# [Directive]
Write out the lines below word for word, omitting the pictures.

# [Information given]
-----

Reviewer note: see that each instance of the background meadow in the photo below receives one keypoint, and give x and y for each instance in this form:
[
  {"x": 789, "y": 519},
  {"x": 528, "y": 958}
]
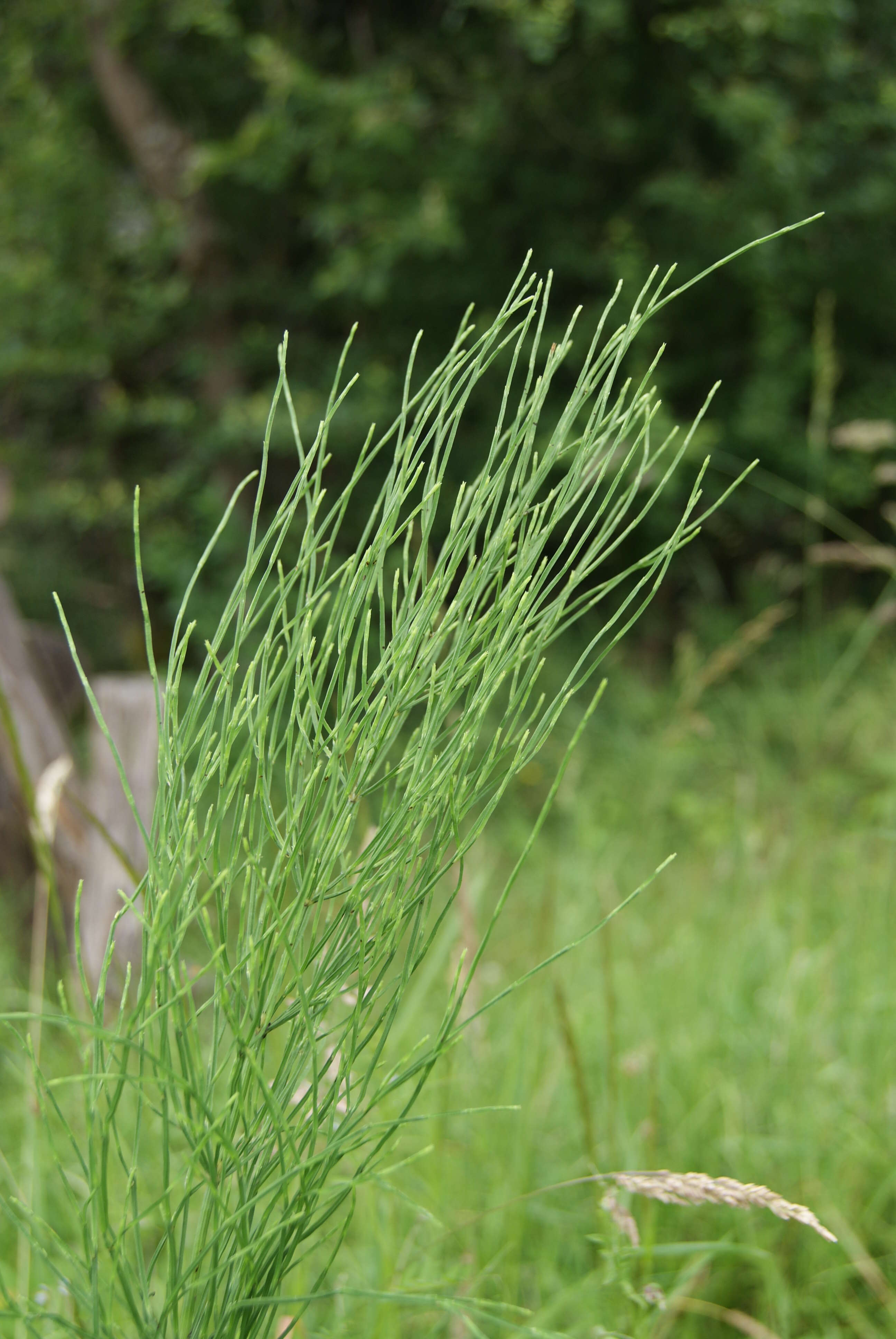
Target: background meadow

-----

# [Result of this exercise]
Reviewer note: see that each instance of the background meadow in the photo below receives one keypoint, and give x and y for each instance in this form:
[
  {"x": 789, "y": 519},
  {"x": 528, "y": 958}
]
Target: background meadow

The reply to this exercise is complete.